W3C home > Mailing lists > Public > xml-editor@w3.org > January to March 2001

Re: should all XML parsers reject non-deterministic content models?

From: Daniel Veillard <Daniel.Veillard@imag.fr>
Date: Sun, 14 Jan 2001 12:39:02 +0100
To: James Clark <jjc@jclark.com>
Cc: Daniel.Veillard@imag.fr, "TAKAHASHI Hideo(BSD-13G)" <hideo-t@bisd.hitachi.co.jp>, xml-editor@w3.org, xml-dev@lists.xml.org
Message-ID: <20010114123902.C26487@imag.fr>
On Sun, Jan 14, 2001 at 05:42:16PM +0700, James Clark wrote:
> Daniel Veillard wrote:
>  
> > On Sun, Jan 14, 2001 at 04:42:55PM +0900, TAKAHASHI Hideo(BSD-13G) wrote:
> > > Hello.
> > >
> > > I understand that the XML 1.0 spec prohibits non-deterministic (or,
> > > ambiguous) content models (for compatibility, to be precise).
> > 
> >   Note also that this is stated in a non-normative appendix.
> 
> It is also stated normatively in the body of the spec
> (http://www.w3.org/TR/REC-xml#sec-element-content): "For compatibility,
> it is an error if an element in the document can match more than one
> occurrence of an element type in the content model."

  Oops, right, I missed this sentence, sorry.

- [Part of a data file]:

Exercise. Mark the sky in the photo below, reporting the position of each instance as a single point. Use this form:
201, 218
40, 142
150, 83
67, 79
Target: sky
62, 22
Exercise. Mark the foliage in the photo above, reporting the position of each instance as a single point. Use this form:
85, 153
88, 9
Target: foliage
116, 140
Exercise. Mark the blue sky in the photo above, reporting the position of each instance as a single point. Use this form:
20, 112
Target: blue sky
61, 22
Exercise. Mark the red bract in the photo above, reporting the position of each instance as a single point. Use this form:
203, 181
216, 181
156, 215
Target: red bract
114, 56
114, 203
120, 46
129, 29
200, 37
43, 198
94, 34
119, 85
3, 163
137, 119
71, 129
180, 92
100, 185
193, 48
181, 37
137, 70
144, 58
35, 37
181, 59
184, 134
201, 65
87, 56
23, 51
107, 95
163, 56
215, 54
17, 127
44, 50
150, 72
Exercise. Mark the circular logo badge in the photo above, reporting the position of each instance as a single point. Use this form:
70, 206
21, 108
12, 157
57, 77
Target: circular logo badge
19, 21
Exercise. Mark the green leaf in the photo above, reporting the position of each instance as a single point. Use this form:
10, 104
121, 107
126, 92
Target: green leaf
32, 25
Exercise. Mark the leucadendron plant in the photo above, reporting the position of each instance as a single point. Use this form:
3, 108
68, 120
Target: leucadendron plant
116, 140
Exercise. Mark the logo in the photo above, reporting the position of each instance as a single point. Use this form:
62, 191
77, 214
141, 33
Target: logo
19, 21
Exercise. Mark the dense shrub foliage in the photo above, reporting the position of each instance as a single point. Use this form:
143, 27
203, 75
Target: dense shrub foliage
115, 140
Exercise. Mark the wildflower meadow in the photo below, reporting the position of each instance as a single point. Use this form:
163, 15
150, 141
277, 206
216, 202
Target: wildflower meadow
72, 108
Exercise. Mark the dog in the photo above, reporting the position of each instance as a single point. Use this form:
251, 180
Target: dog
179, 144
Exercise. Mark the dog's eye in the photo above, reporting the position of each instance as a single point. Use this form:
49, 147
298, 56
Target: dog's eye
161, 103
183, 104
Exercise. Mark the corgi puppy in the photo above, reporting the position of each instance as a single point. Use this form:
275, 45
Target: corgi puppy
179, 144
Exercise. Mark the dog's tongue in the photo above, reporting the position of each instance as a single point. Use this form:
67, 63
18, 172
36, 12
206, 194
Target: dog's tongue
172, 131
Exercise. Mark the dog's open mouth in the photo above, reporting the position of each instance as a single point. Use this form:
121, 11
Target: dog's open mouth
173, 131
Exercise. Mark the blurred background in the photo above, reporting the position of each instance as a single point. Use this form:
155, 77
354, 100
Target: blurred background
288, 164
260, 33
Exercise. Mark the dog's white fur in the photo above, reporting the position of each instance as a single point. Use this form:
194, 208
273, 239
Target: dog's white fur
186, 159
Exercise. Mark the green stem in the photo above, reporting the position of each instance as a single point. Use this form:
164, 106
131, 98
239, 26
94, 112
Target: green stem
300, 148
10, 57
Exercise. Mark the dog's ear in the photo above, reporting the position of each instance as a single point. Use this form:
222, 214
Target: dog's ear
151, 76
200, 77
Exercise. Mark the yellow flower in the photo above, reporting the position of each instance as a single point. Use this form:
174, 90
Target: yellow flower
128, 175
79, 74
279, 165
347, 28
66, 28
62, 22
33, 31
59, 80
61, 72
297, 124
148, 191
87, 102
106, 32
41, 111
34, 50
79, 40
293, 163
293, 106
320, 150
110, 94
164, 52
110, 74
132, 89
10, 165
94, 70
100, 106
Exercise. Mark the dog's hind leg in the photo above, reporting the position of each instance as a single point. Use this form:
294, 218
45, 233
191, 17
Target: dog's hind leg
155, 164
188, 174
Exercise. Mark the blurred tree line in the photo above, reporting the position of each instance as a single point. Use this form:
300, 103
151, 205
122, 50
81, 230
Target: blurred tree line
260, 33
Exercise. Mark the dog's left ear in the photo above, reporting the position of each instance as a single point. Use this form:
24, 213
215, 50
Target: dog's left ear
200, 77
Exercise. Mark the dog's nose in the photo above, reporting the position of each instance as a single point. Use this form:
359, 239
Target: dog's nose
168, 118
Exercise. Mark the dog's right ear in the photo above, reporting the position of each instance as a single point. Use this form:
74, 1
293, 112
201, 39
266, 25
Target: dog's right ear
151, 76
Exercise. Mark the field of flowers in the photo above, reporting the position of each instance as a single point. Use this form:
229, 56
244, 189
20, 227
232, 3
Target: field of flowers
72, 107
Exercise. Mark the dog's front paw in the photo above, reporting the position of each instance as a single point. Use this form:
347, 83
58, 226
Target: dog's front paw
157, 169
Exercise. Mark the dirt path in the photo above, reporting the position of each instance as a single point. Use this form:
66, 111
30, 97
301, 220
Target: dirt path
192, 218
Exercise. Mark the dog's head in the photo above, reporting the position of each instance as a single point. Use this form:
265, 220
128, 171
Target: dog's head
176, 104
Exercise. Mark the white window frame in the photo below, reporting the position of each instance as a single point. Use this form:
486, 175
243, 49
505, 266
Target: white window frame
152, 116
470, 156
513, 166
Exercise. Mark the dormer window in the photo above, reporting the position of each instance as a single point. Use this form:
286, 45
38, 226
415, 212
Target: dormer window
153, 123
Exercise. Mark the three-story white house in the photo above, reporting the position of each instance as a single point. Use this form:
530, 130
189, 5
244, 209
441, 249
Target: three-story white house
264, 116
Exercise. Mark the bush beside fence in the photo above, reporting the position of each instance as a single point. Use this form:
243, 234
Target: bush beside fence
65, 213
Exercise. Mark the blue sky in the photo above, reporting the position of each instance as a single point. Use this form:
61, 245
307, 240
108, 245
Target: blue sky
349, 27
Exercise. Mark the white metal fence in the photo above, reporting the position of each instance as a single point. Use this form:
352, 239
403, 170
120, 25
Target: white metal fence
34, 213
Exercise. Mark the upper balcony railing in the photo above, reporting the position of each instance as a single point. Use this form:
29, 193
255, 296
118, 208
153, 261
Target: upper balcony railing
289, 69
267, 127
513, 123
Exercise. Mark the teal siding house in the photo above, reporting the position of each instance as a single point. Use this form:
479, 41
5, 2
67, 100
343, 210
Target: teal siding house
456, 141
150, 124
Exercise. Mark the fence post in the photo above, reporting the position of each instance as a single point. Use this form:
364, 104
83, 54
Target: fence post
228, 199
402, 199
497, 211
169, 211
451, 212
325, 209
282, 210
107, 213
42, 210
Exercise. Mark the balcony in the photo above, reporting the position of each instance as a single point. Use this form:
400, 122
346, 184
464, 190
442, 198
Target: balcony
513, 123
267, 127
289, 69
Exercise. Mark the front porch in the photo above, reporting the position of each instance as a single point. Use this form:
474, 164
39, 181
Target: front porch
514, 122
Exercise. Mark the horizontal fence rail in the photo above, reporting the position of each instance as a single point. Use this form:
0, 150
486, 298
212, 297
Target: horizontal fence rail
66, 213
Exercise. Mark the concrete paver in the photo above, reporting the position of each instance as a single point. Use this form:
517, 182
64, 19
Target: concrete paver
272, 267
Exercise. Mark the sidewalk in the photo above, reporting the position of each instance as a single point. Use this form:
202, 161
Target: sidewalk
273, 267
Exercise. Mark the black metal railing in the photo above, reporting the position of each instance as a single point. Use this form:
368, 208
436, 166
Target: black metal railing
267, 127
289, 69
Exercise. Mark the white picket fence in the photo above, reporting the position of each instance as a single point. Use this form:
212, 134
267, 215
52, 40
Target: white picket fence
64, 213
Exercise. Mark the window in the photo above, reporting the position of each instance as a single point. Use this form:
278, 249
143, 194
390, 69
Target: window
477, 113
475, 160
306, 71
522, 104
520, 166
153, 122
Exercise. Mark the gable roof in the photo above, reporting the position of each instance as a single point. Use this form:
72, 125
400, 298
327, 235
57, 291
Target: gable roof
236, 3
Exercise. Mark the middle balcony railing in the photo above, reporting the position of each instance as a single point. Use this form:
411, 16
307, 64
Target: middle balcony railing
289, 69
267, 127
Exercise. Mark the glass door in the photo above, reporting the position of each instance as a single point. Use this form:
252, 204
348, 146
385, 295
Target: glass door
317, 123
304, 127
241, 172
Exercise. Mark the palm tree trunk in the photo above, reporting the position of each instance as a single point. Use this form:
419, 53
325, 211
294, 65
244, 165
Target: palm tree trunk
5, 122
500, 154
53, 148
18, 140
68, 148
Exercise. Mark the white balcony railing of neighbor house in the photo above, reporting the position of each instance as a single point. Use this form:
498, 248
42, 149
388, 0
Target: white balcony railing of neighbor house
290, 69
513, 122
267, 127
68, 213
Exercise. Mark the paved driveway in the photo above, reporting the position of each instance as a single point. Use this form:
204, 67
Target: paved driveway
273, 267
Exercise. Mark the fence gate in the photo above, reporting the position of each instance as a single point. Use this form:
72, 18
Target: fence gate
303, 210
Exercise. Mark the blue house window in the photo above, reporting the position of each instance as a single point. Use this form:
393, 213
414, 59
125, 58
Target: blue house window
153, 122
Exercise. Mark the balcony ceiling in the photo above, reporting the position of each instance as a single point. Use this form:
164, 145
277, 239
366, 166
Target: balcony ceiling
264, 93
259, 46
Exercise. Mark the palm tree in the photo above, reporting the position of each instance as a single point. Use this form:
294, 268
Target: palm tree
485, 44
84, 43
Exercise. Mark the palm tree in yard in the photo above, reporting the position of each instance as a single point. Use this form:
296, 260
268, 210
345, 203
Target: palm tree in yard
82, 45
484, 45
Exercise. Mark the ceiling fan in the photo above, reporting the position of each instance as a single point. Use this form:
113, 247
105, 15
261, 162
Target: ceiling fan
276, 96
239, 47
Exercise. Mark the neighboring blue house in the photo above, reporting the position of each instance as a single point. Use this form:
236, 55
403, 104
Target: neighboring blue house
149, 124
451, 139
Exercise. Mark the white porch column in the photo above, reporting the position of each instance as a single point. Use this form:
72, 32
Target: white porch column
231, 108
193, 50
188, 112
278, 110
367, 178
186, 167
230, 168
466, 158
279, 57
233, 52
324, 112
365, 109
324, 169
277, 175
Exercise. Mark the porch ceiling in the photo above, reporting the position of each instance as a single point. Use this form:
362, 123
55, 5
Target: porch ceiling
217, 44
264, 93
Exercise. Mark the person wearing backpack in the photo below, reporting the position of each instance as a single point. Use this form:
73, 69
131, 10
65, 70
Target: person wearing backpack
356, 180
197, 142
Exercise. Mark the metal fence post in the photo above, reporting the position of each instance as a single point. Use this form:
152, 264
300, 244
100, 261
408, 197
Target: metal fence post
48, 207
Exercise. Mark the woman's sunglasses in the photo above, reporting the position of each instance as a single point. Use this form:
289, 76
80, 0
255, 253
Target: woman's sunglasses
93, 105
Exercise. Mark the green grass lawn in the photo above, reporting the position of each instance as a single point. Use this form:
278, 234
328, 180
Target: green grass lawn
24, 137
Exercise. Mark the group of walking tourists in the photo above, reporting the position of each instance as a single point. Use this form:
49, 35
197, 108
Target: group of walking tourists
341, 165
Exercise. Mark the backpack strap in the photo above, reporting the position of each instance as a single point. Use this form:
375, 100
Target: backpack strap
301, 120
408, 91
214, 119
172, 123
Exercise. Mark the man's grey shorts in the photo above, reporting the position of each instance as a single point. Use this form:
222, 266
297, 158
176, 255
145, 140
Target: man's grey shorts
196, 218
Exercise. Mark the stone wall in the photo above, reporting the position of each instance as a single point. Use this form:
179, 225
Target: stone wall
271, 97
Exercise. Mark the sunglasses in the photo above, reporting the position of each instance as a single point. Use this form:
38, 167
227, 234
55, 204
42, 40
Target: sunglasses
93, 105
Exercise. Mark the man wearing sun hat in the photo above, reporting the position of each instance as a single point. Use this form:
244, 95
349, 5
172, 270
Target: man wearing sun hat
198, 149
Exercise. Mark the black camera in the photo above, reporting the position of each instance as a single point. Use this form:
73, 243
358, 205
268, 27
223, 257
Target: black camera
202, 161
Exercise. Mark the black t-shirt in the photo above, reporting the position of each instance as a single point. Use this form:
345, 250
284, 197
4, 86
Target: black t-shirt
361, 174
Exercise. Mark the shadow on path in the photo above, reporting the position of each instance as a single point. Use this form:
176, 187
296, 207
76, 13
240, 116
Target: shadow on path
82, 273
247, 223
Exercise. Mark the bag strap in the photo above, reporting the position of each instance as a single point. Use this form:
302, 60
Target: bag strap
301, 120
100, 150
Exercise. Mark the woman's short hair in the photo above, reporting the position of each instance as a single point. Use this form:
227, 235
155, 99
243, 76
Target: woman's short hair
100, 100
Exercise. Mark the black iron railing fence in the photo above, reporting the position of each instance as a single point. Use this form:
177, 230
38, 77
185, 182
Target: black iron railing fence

- [Prompt]:
Can you write what comes next in the mailing list message about non-deterministic content models, starting after its last line?

- [Response to this exercise]:
> >   In practice this is a very good rule because it allows to simplify
> > the validation of a content model a lot.
> 
> Complicating things for the user to make things simpler for the parser
> writer seems in general a bad trade-off to me.  Also this decreases
> interoperability (as you've observed). The only justification is
> compatibility with SGML.

  I'm more convinced by the agument that some content models may
not be expressable in an 1-unambiguous languages. But I'm still
a bit worried that either way interoperability will be a concern.
In this case compatibility with SGML generates risk of interoperability
problems between XML tools, "results are undefined" doesn't sound good
(http://www.w3.org/TR/REC-xml#dt-error).

> In fact, there is a very simple algorithm available that handles
> non-determinism just fine (it doesn't require you to construct a NFA and
> then do the subset construction).  See
> http://www.flightlab.com/~joe/sgml/validate.html (TREX uses a variation
> on this).

  Thanks for the pointer !
  
> The thesis proves the opposite: that there are some regular expressions
> that do not denote 1-unambiguous languages (see p52). She gives the
> example of
> 
>   (a|b)*,a,(a|b)

  Hum, right, this makes sense and is also stated in Appendix E.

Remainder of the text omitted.